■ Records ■
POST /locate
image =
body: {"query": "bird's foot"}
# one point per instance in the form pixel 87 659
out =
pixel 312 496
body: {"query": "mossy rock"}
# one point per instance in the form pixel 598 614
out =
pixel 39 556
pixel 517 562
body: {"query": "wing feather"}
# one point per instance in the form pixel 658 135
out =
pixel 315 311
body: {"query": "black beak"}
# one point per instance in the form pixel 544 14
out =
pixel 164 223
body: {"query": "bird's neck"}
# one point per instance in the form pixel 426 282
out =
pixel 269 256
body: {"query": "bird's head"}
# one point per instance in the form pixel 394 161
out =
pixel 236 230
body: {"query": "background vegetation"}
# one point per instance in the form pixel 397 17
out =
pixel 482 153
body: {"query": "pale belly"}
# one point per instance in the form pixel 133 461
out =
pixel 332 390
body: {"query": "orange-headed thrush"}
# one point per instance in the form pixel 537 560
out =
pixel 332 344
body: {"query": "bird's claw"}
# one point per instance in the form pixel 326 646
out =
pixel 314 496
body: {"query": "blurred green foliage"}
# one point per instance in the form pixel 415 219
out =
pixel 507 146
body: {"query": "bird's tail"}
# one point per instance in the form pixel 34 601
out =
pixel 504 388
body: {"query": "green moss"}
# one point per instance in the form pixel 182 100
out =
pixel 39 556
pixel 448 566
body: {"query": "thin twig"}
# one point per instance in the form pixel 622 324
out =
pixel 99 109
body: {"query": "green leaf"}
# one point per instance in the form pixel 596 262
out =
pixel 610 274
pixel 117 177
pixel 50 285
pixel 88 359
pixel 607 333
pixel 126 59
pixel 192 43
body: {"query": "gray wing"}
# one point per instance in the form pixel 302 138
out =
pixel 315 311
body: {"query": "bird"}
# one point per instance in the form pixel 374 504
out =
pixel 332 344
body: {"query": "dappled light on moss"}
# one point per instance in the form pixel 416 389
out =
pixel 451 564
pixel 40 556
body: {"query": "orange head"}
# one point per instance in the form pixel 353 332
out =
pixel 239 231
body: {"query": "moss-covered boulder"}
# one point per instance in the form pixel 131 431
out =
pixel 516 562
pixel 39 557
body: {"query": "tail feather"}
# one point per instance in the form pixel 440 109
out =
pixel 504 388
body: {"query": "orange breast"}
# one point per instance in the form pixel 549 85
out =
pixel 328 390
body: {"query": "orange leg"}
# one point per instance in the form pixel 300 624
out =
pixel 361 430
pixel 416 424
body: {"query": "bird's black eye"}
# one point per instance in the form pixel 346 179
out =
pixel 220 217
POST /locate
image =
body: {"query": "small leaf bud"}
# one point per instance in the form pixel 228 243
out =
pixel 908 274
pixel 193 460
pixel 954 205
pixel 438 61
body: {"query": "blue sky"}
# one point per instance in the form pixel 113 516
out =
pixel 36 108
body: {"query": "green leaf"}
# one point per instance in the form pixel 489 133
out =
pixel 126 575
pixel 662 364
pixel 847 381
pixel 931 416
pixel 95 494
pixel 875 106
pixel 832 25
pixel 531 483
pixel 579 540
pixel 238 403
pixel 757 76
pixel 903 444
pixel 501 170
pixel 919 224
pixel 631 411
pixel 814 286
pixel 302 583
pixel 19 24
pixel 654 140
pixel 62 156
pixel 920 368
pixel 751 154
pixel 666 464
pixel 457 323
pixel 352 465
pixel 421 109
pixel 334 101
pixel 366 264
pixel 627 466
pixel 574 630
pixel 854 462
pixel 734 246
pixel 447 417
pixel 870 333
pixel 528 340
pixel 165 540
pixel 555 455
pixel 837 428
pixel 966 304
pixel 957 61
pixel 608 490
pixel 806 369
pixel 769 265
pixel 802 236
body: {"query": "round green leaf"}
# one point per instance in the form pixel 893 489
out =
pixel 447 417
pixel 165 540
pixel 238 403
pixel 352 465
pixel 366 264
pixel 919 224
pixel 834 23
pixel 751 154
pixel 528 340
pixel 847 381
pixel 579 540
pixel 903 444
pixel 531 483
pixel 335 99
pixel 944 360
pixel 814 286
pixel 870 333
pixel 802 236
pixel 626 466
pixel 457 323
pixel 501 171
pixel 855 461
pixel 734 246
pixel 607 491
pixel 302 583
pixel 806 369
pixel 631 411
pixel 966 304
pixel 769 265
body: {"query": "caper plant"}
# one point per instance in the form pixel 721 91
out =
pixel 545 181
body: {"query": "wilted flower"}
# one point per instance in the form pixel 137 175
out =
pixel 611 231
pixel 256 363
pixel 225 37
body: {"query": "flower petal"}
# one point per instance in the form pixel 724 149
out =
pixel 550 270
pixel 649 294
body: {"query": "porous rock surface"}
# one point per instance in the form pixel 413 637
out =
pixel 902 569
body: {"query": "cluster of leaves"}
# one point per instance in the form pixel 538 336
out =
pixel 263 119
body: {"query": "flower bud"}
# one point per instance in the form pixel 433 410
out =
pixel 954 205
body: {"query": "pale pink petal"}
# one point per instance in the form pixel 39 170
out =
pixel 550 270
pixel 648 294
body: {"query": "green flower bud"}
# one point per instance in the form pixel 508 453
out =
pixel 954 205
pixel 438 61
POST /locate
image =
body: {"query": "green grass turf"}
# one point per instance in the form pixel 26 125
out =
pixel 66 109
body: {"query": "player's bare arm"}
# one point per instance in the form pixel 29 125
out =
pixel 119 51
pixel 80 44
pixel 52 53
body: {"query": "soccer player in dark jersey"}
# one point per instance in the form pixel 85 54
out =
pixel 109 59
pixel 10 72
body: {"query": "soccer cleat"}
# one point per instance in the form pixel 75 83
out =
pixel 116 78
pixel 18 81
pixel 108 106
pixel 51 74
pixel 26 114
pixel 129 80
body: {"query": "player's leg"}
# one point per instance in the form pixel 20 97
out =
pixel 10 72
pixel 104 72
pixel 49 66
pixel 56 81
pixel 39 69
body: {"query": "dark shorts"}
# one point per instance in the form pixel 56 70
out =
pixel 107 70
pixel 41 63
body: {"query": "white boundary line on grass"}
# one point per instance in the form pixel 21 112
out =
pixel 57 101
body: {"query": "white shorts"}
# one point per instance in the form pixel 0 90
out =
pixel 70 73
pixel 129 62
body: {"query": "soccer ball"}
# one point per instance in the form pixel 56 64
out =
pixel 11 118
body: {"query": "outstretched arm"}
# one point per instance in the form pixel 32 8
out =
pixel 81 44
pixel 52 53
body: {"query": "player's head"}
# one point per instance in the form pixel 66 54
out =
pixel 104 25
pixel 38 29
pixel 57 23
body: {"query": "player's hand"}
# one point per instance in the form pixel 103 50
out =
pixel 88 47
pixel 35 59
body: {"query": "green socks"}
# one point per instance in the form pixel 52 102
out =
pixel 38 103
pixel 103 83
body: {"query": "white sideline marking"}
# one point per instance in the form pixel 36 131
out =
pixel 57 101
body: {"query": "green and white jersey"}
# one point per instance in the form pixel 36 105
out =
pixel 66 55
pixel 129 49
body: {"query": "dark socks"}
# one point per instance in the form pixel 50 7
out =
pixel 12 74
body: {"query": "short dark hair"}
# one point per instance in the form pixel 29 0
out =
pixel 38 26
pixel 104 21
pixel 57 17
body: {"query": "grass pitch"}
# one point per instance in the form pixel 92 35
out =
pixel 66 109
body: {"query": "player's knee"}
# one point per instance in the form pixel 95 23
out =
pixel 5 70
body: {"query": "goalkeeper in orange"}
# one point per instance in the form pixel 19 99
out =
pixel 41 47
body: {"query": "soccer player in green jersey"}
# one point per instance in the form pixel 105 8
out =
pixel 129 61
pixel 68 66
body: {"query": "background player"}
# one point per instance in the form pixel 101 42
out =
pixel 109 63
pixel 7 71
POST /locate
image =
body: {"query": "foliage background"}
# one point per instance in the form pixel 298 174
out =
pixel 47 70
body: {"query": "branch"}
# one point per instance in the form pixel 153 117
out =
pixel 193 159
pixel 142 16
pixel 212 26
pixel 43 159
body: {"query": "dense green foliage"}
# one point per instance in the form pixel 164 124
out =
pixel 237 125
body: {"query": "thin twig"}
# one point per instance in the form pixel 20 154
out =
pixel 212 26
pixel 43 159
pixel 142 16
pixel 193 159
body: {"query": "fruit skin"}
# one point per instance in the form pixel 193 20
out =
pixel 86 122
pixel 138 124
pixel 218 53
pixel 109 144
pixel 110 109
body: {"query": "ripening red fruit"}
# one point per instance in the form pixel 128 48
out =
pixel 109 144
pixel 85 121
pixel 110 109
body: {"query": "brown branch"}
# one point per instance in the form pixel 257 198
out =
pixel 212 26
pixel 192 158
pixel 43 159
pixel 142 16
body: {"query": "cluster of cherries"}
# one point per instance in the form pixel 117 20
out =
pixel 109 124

■ Task ■
From the listing above, copy out each line that contains the word "tail".

■ Response to this exercise ■
body: {"query": "bird's tail"}
body: {"query": "tail feather"}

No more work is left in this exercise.